--- Start DATA FOR PROCESSING ---

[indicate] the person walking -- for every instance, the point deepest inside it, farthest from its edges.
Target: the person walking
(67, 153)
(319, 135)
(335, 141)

--- End DATA FOR PROCESSING ---

▸ **GIVEN EXERCISE**: Write out every line of the records above, reproducing each one without any change.

▸ **ANSWER TO THIS EXERCISE**:
[indicate] the person walking -- for every instance, the point deepest inside it, farthest from its edges.
Target: the person walking
(67, 153)
(319, 135)
(335, 141)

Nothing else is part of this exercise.